▸ **Exercise directions**
Everything from the line containing "Would you be so kind as to locate the horse head" through the last line of the records must be returned verbatim, and nothing outside that range.
========================
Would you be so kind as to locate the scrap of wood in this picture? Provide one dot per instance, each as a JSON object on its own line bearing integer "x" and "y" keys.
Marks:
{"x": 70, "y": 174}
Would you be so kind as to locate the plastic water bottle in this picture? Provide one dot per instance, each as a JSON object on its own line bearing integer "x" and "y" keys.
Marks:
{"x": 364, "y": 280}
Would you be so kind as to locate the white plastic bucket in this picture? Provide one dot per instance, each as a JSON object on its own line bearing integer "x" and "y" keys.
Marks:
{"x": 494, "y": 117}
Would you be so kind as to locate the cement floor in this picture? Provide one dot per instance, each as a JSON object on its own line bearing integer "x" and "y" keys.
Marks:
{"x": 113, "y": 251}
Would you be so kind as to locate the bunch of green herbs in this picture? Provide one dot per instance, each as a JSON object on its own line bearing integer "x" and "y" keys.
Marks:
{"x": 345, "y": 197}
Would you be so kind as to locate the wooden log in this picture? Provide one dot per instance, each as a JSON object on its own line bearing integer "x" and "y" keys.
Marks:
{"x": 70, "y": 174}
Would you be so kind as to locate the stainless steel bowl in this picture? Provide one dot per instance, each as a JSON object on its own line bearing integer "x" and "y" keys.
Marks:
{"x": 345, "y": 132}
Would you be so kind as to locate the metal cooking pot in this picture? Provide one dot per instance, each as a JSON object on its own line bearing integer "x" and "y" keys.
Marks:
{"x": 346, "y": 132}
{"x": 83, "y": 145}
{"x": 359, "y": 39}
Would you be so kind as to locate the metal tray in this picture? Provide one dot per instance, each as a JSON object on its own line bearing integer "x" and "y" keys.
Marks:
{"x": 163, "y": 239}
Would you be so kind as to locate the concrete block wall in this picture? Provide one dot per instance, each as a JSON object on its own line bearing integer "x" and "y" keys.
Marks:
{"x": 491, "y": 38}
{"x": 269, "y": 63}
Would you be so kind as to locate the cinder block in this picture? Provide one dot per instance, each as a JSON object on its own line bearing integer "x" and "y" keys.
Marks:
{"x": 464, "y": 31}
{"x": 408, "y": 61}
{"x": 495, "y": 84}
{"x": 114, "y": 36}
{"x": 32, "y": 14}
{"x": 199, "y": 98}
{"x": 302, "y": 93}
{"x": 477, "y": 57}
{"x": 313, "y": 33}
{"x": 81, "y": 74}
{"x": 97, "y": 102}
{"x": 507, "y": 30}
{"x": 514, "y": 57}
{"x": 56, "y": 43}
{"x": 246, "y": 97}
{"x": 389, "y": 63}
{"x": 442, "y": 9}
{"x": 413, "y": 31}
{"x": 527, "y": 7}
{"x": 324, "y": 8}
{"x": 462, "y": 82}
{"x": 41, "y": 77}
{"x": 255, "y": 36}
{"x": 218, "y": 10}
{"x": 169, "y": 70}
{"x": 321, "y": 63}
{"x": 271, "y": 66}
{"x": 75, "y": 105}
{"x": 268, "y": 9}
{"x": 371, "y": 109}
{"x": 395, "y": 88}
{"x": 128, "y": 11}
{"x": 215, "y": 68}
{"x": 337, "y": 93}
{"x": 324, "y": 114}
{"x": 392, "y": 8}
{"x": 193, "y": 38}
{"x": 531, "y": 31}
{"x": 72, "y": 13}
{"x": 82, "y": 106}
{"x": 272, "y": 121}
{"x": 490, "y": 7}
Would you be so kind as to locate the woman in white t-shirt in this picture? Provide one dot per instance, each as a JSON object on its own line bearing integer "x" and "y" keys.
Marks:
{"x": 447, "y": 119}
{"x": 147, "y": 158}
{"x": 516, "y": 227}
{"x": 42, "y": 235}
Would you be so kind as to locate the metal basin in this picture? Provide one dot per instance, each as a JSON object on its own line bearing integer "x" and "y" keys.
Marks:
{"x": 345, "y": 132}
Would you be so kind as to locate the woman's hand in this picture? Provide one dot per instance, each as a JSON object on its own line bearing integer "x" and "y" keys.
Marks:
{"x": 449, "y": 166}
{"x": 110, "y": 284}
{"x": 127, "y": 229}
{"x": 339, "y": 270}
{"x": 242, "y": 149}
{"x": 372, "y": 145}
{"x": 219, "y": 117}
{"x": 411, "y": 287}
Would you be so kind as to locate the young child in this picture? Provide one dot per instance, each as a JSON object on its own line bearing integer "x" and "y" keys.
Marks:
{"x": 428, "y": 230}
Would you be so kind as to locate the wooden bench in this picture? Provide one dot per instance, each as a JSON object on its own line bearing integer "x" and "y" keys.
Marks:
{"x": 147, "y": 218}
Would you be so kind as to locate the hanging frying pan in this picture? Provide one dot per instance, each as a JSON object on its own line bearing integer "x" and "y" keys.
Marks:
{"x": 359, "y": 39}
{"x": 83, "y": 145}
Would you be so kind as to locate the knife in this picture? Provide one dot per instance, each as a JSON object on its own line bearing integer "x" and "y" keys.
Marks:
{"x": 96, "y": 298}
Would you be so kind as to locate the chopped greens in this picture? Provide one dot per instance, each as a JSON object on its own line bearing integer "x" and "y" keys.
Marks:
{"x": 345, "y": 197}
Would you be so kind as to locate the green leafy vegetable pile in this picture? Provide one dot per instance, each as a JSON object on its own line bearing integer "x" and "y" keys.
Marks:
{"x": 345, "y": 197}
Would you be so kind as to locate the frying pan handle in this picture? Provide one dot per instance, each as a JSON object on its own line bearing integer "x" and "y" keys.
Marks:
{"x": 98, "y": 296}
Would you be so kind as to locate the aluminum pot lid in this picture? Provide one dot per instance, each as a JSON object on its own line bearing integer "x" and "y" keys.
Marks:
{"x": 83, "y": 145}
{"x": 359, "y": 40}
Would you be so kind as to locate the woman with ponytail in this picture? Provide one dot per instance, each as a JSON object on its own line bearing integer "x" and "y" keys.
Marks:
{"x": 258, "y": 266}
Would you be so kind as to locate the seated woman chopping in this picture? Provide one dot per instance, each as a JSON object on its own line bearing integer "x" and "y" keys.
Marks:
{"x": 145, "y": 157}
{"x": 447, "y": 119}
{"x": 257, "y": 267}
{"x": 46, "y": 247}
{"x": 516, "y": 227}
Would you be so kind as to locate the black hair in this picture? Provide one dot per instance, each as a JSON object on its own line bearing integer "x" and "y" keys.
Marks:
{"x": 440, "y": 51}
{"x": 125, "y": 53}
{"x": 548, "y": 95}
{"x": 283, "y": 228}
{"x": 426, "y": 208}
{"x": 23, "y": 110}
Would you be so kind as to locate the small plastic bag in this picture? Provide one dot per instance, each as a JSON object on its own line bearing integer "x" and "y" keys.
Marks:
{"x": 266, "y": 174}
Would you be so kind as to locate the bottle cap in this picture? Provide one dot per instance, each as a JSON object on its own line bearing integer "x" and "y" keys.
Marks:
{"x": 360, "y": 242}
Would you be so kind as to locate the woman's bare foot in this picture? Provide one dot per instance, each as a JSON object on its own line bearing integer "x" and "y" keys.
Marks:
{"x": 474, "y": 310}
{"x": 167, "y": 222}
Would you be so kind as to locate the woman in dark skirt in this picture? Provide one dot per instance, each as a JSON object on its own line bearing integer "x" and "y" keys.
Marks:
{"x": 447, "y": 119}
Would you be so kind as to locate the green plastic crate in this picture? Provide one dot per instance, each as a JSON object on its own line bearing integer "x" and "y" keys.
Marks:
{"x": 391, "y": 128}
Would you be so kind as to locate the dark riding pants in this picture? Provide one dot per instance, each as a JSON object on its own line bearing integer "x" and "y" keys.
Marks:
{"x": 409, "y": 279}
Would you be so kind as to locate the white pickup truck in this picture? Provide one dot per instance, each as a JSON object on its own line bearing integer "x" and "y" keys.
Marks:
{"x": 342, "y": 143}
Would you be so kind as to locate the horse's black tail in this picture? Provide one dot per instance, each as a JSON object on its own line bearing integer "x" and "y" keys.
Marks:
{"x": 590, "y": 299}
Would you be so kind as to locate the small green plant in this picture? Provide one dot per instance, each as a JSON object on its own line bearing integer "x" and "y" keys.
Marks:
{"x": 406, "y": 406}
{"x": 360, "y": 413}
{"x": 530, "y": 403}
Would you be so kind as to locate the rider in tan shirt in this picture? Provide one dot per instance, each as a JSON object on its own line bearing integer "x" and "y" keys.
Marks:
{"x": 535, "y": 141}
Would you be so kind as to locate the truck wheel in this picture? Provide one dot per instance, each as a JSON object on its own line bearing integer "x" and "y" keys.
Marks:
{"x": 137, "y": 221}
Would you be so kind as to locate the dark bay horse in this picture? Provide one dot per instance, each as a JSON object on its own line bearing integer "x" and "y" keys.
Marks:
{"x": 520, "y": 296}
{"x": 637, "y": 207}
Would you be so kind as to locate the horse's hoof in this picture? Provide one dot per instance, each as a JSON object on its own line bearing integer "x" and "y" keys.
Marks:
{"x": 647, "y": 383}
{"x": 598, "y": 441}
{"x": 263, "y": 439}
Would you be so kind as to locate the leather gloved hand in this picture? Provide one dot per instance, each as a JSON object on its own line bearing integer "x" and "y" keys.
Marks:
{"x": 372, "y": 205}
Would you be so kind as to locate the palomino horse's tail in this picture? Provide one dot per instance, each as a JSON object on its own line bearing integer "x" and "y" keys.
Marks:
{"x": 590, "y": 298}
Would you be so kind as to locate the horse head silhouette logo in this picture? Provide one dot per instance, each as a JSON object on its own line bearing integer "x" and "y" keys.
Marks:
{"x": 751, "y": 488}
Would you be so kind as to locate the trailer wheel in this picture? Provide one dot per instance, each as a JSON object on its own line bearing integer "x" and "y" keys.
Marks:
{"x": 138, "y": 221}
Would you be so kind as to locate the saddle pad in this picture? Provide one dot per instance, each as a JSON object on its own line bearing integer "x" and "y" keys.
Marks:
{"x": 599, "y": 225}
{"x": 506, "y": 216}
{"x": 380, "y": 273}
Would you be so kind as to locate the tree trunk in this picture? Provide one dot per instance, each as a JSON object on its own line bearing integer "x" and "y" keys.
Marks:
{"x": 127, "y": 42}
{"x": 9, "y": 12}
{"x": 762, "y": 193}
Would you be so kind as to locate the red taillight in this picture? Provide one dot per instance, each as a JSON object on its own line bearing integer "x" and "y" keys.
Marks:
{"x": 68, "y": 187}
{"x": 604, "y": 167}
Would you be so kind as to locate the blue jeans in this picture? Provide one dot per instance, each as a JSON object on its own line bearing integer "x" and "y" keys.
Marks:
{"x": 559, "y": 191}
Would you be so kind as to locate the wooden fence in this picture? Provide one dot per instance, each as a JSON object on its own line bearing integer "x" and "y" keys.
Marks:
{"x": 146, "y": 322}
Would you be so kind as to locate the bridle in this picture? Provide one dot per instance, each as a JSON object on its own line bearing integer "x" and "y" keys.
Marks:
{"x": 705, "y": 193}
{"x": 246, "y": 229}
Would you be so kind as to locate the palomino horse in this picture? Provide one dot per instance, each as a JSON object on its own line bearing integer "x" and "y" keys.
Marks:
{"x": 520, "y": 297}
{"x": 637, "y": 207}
========================
▸ **The output**
Would you be so kind as to locate the horse head silhouette logo in this picture? Provide one dot per instance, each as a JSON object on its own line bearing integer "x" and "y" keys.
Marks:
{"x": 751, "y": 488}
Would you be so kind as to locate the trailer wheel in this picture? Provide one dot per instance, each as a JSON object on its own line bearing integer "x" and "y" keys.
Marks:
{"x": 138, "y": 221}
Would you be so kind as to locate the saddle pad in this picture? Provide one dot per instance, each as a JSON object on its own line bearing integer "x" and "y" keys.
Marks:
{"x": 599, "y": 225}
{"x": 506, "y": 216}
{"x": 380, "y": 273}
Would you be so kind as to locate the tree trunk in this picture? Provide one dot per instance, each as a JSON object on its own line bearing integer "x" and "y" keys.
Marks:
{"x": 127, "y": 42}
{"x": 9, "y": 12}
{"x": 762, "y": 193}
Would you be so kind as to locate the red taillight in this picture? Provide one dot per instance, each as a JSON object on its own line bearing integer "x" and "y" keys.
Marks:
{"x": 68, "y": 187}
{"x": 604, "y": 167}
Would you be so kind as to locate the blue jeans in this picture? Provide one dot per instance, each as a JSON object on its own line bearing integer "x" and "y" keys.
Marks:
{"x": 559, "y": 191}
Would you be so kind as to locate the wooden fence in this picture? Provide one dot per instance, each as a JSON object on its own line bearing integer "x" and "y" keys.
Marks:
{"x": 146, "y": 322}
Would you be so kind as to locate the bridle in this picture? Provide one dot per instance, each as a JSON object on its own line bearing integer "x" and "y" keys.
Marks:
{"x": 705, "y": 193}
{"x": 246, "y": 229}
Would you be so kind as to locate the palomino horse in this picture? Provide one dot per instance, each as a JSON object on its own line bearing integer "x" and "y" keys.
Marks:
{"x": 520, "y": 297}
{"x": 637, "y": 207}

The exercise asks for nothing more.